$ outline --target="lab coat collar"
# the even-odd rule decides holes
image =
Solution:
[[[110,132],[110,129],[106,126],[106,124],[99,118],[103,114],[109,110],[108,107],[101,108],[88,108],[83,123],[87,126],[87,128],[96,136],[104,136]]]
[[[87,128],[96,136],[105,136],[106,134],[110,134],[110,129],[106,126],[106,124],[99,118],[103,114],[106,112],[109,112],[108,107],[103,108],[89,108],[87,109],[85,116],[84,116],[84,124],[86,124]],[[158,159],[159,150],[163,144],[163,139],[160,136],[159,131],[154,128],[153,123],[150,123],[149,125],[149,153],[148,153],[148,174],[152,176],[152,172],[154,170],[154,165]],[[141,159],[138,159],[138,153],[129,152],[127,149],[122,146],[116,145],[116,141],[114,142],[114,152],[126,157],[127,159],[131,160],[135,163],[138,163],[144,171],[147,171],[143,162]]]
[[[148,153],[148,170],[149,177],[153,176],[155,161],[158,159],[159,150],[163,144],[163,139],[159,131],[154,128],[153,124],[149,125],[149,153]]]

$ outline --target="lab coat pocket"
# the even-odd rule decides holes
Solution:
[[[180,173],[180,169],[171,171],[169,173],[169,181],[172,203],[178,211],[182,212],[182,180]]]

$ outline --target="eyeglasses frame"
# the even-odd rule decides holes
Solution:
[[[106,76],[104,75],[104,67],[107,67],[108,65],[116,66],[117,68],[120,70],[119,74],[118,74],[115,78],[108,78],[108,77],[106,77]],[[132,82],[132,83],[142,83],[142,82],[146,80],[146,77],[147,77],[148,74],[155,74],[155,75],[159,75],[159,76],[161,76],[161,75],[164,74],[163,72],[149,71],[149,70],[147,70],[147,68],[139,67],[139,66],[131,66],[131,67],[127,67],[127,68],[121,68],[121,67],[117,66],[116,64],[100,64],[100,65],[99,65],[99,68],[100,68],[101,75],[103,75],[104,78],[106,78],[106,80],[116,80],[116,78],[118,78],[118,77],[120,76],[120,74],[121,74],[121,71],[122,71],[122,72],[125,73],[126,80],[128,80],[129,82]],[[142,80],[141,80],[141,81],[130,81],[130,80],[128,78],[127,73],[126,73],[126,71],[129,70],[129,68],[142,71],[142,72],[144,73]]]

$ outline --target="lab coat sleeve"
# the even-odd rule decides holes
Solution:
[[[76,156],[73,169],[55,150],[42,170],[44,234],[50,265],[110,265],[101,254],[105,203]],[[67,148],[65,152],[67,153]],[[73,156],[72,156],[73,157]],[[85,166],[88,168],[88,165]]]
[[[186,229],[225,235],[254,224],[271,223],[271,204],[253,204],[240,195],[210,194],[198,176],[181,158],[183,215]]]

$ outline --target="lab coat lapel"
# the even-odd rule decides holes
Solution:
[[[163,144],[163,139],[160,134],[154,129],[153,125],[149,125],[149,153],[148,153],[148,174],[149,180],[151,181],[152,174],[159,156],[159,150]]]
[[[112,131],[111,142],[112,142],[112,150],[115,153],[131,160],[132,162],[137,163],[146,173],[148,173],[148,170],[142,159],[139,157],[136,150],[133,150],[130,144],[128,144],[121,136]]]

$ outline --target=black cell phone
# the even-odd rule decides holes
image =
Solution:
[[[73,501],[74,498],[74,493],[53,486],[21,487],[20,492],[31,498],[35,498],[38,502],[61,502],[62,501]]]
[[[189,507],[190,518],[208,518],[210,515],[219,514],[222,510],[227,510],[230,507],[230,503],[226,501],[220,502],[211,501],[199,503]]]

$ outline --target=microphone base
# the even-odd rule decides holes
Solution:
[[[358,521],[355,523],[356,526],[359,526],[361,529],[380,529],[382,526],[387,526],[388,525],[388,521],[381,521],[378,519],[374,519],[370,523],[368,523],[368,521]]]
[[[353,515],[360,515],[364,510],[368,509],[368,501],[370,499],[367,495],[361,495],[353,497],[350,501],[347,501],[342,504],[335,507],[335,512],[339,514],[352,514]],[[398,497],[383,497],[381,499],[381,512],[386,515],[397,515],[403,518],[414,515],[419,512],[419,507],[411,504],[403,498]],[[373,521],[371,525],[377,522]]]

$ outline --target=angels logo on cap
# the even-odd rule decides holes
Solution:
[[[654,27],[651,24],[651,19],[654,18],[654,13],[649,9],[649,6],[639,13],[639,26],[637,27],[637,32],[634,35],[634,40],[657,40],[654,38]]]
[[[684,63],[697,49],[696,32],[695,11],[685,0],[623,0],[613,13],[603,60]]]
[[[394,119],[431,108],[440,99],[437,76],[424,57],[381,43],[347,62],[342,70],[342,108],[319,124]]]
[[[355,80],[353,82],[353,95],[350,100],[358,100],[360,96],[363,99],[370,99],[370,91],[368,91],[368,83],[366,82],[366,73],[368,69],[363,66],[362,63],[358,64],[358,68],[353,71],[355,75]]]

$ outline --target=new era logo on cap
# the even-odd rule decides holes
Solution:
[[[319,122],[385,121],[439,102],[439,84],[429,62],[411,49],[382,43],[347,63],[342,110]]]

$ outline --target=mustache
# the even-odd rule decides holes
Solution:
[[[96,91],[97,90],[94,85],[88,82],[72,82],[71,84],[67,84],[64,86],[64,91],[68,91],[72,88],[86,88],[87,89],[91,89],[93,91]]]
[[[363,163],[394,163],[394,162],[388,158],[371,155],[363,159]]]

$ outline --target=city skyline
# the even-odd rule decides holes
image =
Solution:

What to work on —
Rewrite all the rows above as a numbered list, one item per line, and leave out the blank lines.

Exercise result —
1. $ outline --target="lab coat collar"
2. # the even-odd rule decides holes
3. image =
4. Solution:
5. [[[110,132],[110,129],[106,126],[106,124],[99,118],[103,114],[109,110],[108,107],[101,108],[88,108],[83,123],[87,126],[87,128],[96,136],[104,136]]]
6. [[[87,128],[96,136],[105,136],[106,134],[110,134],[110,129],[106,126],[106,124],[99,118],[103,114],[106,112],[109,112],[108,107],[103,108],[89,108],[87,109],[85,116],[84,116],[84,124],[86,124]],[[158,159],[159,150],[163,144],[163,139],[160,136],[159,131],[154,128],[153,123],[150,123],[149,125],[149,153],[148,153],[148,174],[152,176],[152,172],[154,170],[154,165]],[[141,159],[138,159],[138,153],[129,152],[127,149],[122,146],[116,145],[116,141],[114,142],[114,152],[126,157],[127,159],[131,160],[135,163],[138,163],[144,171],[147,171],[143,162]]]
7. [[[148,153],[148,170],[149,177],[153,176],[155,161],[158,159],[159,150],[163,144],[163,139],[159,131],[154,128],[153,124],[149,125],[149,153]]]
8. $ outline --target="lab coat pocket"
9. # the even-odd rule decides holes
10. Solution:
11. [[[180,173],[180,169],[171,171],[169,173],[169,181],[172,203],[178,211],[182,212],[182,180]]]
12. $ outline --target="eyeglasses frame"
13. # the even-odd rule decides holes
14. Solution:
15. [[[106,76],[104,75],[104,67],[107,67],[108,65],[116,66],[117,68],[120,70],[119,74],[118,74],[115,78],[108,78],[108,77],[106,77]],[[132,82],[132,83],[142,83],[142,82],[146,80],[146,77],[147,77],[148,74],[155,74],[155,75],[159,75],[159,76],[161,76],[161,75],[164,74],[163,72],[149,71],[149,70],[147,70],[147,68],[139,67],[139,66],[131,66],[131,67],[127,67],[127,68],[121,68],[121,67],[117,66],[116,64],[100,64],[100,65],[99,65],[99,68],[100,68],[101,75],[103,75],[104,78],[106,78],[106,80],[116,80],[116,78],[118,78],[118,77],[120,76],[120,74],[121,74],[121,71],[122,71],[122,72],[125,73],[126,80],[128,80],[129,82]],[[142,80],[141,80],[141,81],[130,81],[130,80],[128,78],[127,73],[126,73],[126,71],[129,70],[129,68],[142,71],[142,72],[144,73]]]
16. $ outline --target="lab coat sleeve"
17. # the even-odd rule decides holes
18. Solution:
19. [[[76,156],[73,169],[55,150],[42,170],[44,234],[50,265],[110,265],[101,254],[105,203]],[[67,148],[65,152],[67,153]],[[73,156],[72,156],[73,157]],[[85,166],[88,168],[88,165]]]
20. [[[186,229],[225,235],[254,224],[271,223],[271,204],[253,204],[240,195],[210,194],[198,176],[181,158],[183,215]]]
21. $ outline --target="lab coat lapel"
22. # the even-odd rule decides holes
23. Solution:
24. [[[163,144],[163,139],[160,134],[154,129],[153,125],[149,125],[149,153],[148,153],[148,174],[149,180],[151,181],[152,174],[159,156],[159,150]]]
25. [[[112,131],[111,142],[112,142],[112,150],[115,153],[131,160],[132,162],[137,163],[146,173],[148,173],[148,170],[142,159],[139,157],[136,150],[133,150],[130,144],[128,144],[121,136]]]
26. $ outline --target=black cell phone
27. # the even-odd rule decides holes
28. image =
29. Solution:
30. [[[73,501],[74,498],[74,493],[53,486],[21,487],[20,492],[31,498],[35,498],[38,502],[61,502],[62,501]]]
31. [[[189,507],[190,518],[208,518],[210,515],[219,514],[222,510],[227,510],[230,507],[230,503],[226,501],[220,502],[211,501],[199,503]]]
32. $ outline --target=microphone base
33. # the even-odd rule decides holes
34. Solution:
35. [[[358,521],[355,523],[356,526],[359,526],[361,529],[380,529],[382,526],[387,526],[388,525],[388,521],[381,521],[378,519],[374,519],[370,523],[368,523],[368,521]]]
36. [[[353,515],[360,515],[364,510],[368,509],[368,501],[370,499],[367,495],[361,495],[353,497],[350,501],[347,501],[342,504],[335,507],[335,512],[339,514],[352,514]],[[398,497],[383,497],[381,499],[381,512],[386,515],[397,515],[403,518],[414,515],[419,512],[419,507],[411,504],[403,498]],[[373,521],[371,525],[377,522]]]
37. $ outline --target=angels logo on cap
38. # the even-odd rule decides holes
39. Solution:
40. [[[654,27],[651,24],[651,19],[654,18],[654,13],[649,9],[649,6],[639,13],[639,26],[637,27],[637,32],[634,35],[634,40],[657,40],[654,38]]]
41. [[[684,63],[697,49],[696,32],[695,11],[685,0],[623,0],[613,13],[603,60]]]
42. [[[394,119],[431,108],[440,99],[437,76],[424,57],[381,43],[347,62],[342,70],[342,108],[319,124]]]
43. [[[355,80],[353,82],[353,95],[350,100],[358,100],[360,96],[363,99],[370,99],[370,91],[368,91],[368,83],[366,82],[366,73],[368,69],[363,66],[362,63],[358,64],[358,68],[353,71],[355,75]]]
44. $ outline --target=new era logo on cap
45. # the even-odd rule decides holes
46. Solution:
47. [[[319,122],[385,121],[439,102],[439,84],[429,62],[411,49],[382,43],[347,63],[342,110]]]
48. $ outline --target=mustache
49. # the even-odd rule decides holes
50. Solution:
51. [[[96,91],[97,90],[94,85],[88,82],[72,82],[71,84],[67,84],[64,86],[64,91],[68,91],[72,88],[86,88],[87,89],[91,89],[93,91]]]
52. [[[363,163],[394,163],[394,162],[388,158],[371,155],[363,159]]]
53. $ outline --target=city skyline
54. # the even-odd rule decides holes
55. image =
56. Solution:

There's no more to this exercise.